▸ Instruction
Update the records below by replacing every "planogram checker" with "layout validator". Leave everything else unchanged.
== Given entries ==
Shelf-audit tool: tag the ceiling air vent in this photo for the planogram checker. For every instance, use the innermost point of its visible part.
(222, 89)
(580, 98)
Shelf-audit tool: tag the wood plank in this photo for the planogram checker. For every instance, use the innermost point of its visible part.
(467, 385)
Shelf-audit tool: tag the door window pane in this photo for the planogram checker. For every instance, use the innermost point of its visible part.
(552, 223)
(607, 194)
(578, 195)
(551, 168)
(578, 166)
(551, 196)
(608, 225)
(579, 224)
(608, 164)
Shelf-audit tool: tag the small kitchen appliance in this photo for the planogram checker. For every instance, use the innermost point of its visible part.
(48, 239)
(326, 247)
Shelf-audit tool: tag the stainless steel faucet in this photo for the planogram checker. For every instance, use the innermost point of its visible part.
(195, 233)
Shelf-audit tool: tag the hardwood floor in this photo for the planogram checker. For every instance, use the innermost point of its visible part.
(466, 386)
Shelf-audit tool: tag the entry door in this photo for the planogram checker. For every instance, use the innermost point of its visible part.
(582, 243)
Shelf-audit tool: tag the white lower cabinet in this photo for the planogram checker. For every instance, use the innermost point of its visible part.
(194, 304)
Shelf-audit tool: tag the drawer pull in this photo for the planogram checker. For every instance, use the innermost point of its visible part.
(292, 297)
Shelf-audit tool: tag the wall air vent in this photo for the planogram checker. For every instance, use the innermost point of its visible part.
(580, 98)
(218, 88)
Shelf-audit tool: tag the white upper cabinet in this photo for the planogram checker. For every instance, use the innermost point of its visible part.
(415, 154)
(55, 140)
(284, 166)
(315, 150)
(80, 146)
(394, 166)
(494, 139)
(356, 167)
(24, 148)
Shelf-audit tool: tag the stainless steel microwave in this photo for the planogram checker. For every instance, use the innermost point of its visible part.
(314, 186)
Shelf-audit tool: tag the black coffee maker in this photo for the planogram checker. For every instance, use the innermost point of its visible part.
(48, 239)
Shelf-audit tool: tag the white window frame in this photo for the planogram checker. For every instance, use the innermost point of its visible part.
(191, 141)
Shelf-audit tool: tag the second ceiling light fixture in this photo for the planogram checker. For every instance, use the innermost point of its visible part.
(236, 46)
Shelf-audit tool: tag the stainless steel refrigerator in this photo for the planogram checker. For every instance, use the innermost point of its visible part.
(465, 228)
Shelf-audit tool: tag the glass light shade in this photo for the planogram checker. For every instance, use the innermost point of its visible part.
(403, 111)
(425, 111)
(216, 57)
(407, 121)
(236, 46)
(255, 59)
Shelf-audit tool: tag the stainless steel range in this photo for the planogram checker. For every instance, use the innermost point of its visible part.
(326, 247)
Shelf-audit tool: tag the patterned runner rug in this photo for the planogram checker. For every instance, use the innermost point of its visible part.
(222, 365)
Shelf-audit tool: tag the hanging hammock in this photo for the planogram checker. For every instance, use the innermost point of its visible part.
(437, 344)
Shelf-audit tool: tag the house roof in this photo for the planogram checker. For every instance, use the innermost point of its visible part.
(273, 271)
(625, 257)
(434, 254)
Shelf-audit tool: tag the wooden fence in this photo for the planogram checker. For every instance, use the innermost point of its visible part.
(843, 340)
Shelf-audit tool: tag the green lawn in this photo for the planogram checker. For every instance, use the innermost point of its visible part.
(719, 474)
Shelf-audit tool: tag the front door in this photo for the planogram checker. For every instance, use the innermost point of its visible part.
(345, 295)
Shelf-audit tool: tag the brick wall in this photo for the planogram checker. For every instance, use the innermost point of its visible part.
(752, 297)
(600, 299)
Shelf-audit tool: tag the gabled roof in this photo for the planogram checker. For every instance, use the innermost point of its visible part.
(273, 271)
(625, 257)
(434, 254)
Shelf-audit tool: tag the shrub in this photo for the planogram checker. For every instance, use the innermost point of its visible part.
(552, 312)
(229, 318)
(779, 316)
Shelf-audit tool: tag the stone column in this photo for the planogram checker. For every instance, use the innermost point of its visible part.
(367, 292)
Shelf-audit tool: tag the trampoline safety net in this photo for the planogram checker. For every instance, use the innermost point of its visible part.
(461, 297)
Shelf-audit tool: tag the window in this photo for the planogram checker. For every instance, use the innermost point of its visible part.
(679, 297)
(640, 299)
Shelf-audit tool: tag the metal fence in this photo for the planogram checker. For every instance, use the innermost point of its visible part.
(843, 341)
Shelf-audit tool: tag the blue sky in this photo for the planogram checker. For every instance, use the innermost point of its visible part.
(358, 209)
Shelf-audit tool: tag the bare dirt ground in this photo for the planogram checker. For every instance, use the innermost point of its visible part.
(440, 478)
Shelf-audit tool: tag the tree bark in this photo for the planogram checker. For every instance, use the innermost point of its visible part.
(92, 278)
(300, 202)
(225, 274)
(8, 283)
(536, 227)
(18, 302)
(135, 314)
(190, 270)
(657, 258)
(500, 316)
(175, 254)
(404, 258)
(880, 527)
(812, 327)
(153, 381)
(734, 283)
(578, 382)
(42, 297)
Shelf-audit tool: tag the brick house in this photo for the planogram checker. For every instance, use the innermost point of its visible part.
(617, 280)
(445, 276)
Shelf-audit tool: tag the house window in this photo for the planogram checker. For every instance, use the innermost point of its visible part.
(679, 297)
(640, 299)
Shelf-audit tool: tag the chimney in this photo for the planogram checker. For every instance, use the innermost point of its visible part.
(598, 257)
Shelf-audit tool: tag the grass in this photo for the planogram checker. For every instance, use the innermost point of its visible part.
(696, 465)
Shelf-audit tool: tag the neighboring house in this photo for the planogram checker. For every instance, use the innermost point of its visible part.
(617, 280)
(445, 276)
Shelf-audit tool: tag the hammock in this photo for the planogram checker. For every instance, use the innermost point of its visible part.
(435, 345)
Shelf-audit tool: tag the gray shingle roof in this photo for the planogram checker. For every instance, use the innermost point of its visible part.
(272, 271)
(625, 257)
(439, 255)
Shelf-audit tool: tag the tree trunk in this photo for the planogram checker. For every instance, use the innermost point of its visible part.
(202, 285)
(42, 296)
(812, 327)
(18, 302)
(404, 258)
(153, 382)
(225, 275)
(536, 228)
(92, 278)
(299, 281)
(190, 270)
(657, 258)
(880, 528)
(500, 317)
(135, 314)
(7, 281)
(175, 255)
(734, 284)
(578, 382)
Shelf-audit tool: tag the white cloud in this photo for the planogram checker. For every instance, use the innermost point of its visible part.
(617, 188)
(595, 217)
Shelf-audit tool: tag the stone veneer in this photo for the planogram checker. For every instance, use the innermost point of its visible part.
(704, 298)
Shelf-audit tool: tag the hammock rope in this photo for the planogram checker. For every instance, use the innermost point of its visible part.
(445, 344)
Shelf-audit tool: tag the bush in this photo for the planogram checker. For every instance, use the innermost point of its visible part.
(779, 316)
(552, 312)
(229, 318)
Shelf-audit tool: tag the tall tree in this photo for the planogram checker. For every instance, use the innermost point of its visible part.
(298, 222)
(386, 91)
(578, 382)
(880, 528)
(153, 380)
===
▸ Full output
Shelf-audit tool: tag the ceiling air vent in this photo for the layout validator. For every instance, use the innermost point of its visible part.
(222, 89)
(580, 98)
Shelf-audit tool: tag the wood plank in this photo for the layout validator. For every instance, use the innermost point of its visible part.
(467, 385)
Shelf-audit tool: tag the door window pane in this photo for the layout validator. For every instance, use the innermost point of its visible part.
(552, 223)
(607, 194)
(578, 195)
(551, 168)
(578, 166)
(551, 196)
(608, 225)
(579, 224)
(608, 164)
Shelf-audit tool: tag the small kitchen appliance in this photo for the layout validator. For every instance, use the innermost point of its visible part.
(48, 239)
(326, 247)
Shelf-audit tool: tag the stainless steel faucet in this photo for the layout validator. For every instance, use the innermost point of its visible part.
(195, 233)
Shelf-audit tool: tag the hardwood floor in this photo for the layout validator. For every instance, use the innermost point of its visible part.
(466, 386)
Shelf-audit tool: tag the entry door in this photo for the layout validator. For every instance, use the innermost point of its visible part.
(582, 243)
Shelf-audit tool: tag the white lower cabinet in this photo for the layout validator. For every instance, use the innermost point of its visible part.
(194, 304)
Shelf-audit tool: tag the drawer pull in this photo for the layout validator. For every instance, use the innermost point of its visible part.
(292, 297)
Shelf-audit tool: tag the wall air vent in this photo for the layout validator. For every instance, use the innermost point of its visible part.
(580, 98)
(218, 88)
Shelf-audit tool: tag the white upper cabinet in this photo for the layout validator. For every instance, use the innermost point of its visible part.
(415, 154)
(55, 140)
(284, 166)
(315, 150)
(80, 146)
(394, 166)
(494, 139)
(356, 167)
(24, 148)
Shelf-audit tool: tag the stainless steel microwave in this photo for the layout validator. For every instance, use the innermost point of its visible part.
(314, 186)
Shelf-audit tool: tag the black coffee maker in this photo for the layout validator. For every instance, use the innermost point of its visible part.
(48, 239)
Shelf-audit tool: tag the white window frame in this photo for the layout validator. For every instance, use the innermost point of its visible part.
(191, 141)
Shelf-audit tool: tag the second ceiling light fixture in this photo for the layout validator. For every instance, use the innermost point of its visible part.
(236, 46)
Shelf-audit tool: tag the stainless steel refrigerator in this photo for the layout validator. For every instance, use the innermost point of its visible part.
(465, 228)
Shelf-audit tool: tag the glass light shade in this photo for the layout validator. For every instance, use the innermost point of its visible part.
(403, 111)
(425, 111)
(216, 57)
(407, 121)
(236, 46)
(255, 59)
Shelf-audit tool: tag the stainless steel range in this photo for the layout validator. For every instance, use the innermost point of its visible part.
(326, 247)
Shelf-audit tool: tag the patterned runner rug in this photo for the layout validator. For every instance, use the innermost point of its visible part.
(222, 365)
Shelf-audit tool: tag the hanging hammock in this photo for the layout validator. For every instance, use the innermost point of its visible part.
(437, 344)
Shelf-audit tool: tag the house roof in this photo for the layout validator. For every instance, use the innermost point of its visible part.
(273, 271)
(625, 257)
(434, 254)
Shelf-audit tool: tag the wooden fence in this photo for the layout validator. For every instance, use the innermost point of its visible part.
(843, 340)
Shelf-audit tool: tag the green lawn in this photo for the layout validator. For every instance, use the innermost point of its visible part.
(719, 474)
Shelf-audit tool: tag the front door in this photo for the layout validator. For every instance, use the innermost point of its visible part.
(345, 295)
Shelf-audit tool: tag the brick wall in this photo for the layout validator. For every instance, use the innermost point of its visible part.
(752, 297)
(600, 299)
Shelf-audit tool: tag the gabled roof in this photo for the layout validator. For every instance, use the innermost point of its visible part.
(273, 271)
(625, 257)
(434, 254)
Shelf-audit tool: tag the shrub in this photo for the layout validator. For every instance, use the innermost point of its visible part.
(552, 312)
(229, 318)
(779, 316)
Shelf-audit tool: tag the stone column in this photo for the layout validator. For every instance, use the innermost point of its visible part.
(367, 292)
Shelf-audit tool: tag the trampoline safety net in this photo for the layout validator. For every instance, use the innermost point of its visible part.
(461, 297)
Shelf-audit tool: tag the window in this photo for the layout validator. For every instance, use the innermost point of its visible part.
(679, 297)
(640, 299)
Shelf-audit tool: tag the metal fence in this photo for the layout validator. For every instance, use the innermost point of its visible part.
(843, 341)
Shelf-audit tool: tag the blue sky in this photo for the layout validator. For every instance, use the innermost point of its visible part.
(358, 209)
Shelf-audit tool: tag the bare dirt ground in this photo for the layout validator. For every instance, use the innermost point of its visible part.
(440, 478)
Shelf-audit tool: tag the tree bark in this photo for the layout validator. For every instance, use the innermost point of its visible part.
(92, 278)
(300, 202)
(225, 274)
(8, 283)
(536, 227)
(18, 302)
(135, 314)
(190, 270)
(657, 258)
(500, 316)
(175, 254)
(404, 258)
(880, 527)
(812, 327)
(153, 381)
(734, 283)
(578, 382)
(42, 297)
Shelf-audit tool: tag the brick house in this photo for the layout validator. For every instance, use the innermost point of its visible part.
(617, 280)
(445, 276)
Shelf-audit tool: tag the house window in this photo for the layout validator. For every instance, use the innermost point of its visible part.
(679, 297)
(640, 299)
Shelf-audit tool: tag the chimney in this photo for the layout validator. For every instance, use the innermost point of its visible part.
(598, 257)
Shelf-audit tool: tag the grass in this photo for the layout validator. For every instance, use the innermost point of its visible part.
(696, 465)
Shelf-audit tool: tag the neighboring house in this photo for the layout validator. For every instance, use the innermost point of its visible part.
(617, 280)
(445, 276)
Shelf-audit tool: tag the hammock in this photo for the layout validator. For every instance, use the innermost point of its visible part.
(435, 345)
Shelf-audit tool: tag the gray shingle roof in this photo for the layout validator. For every instance, use the innermost point of its visible part.
(272, 271)
(625, 257)
(439, 255)
Shelf-audit tool: tag the tree trunk in this photo for the layout validator. For every instance, use the innermost point of its visible part.
(202, 285)
(42, 296)
(812, 327)
(18, 302)
(404, 258)
(153, 382)
(225, 275)
(536, 228)
(92, 278)
(299, 281)
(190, 270)
(657, 258)
(880, 528)
(500, 317)
(135, 314)
(7, 281)
(175, 255)
(734, 284)
(578, 382)
Shelf-audit tool: tag the white cloud in this photo for the layout validator. For every instance, use the innermost point of its visible part.
(617, 188)
(595, 217)
Shelf-audit tool: tag the stone veneer in this photo for the layout validator. For every instance, use the innermost point of its visible part.
(704, 298)
Shelf-audit tool: tag the hammock rope in this photo for the layout validator. For every instance, use the innermost point of its visible part.
(445, 344)
Shelf-audit tool: tag the bush in this photo for the layout validator. For every instance, use the innermost point of its visible part.
(779, 316)
(552, 312)
(229, 318)
Shelf-audit tool: tag the tall tree in this photo for the layout validator. For every instance, use the innermost point of its visible part.
(298, 222)
(386, 91)
(578, 382)
(880, 528)
(153, 380)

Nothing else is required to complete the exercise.